* begin Document segment *

The discography of Tito El Bambino, a Puerto Rican singer, consists of seven studio albums, and One Greatest Hits album on EMI Televisa and Universal Music Latino/Siente Music. Collaborations are also included.

Tito El Bambino was with Héctor el Father and formed a duo called Héctor & Tito. They released six albums before parting ways.

After leaving Héctor el Father, Tito El Bambino released his first studio album, Top of the Line in 2006, which produced the hit singles "Caile", "Flow Natural", and "Mia" with Daddy Yankee. The same year, he released a Special Edition, "Top of the Line: El Internacional." It features 5 bonus new songs that were not included in the original version: "Siente El Boom (Remix)", "Enamorado", "Calentándote", "Bailarlo" and "Voy a Mí". The first single of the album is "Siente El Boom (Remix)" that is a big hit in Argentina. "Siente El Boom" is also on Chosen Few II: El Documental featuring Randy.

* end Document segment *
* begin Source material *

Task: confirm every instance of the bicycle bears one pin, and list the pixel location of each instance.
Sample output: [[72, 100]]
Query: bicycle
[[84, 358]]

* end Source material *

**Directions**
Return the complete passage on Tito El Bambino's discography, reproducing it word for word.

**Result of the exercise**
The discography of Tito El Bambino, a Puerto Rican singer, consists of seven studio albums, and One Greatest Hits album on EMI Televisa and Universal Music Latino/Siente Music. Collaborations are also included.

Tito El Bambino was with Héctor el Father and formed a duo called Héctor & Tito. They released six albums before parting ways.

After leaving Héctor el Father, Tito El Bambino released his first studio album, Top of the Line in 2006, which produced the hit singles "Caile", "Flow Natural", and "Mia" with Daddy Yankee. The same year, he released a Special Edition, "Top of the Line: El Internacional." It features 5 bonus new songs that were not included in the original version: "Siente El Boom (Remix)", "Enamorado", "Calentándote", "Bailarlo" and "Voy a Mí". The first single of the album is "Siente El Boom (Remix)" that is a big hit in Argentina. "Siente El Boom" is also on Chosen Few II: El Documental featuring Randy.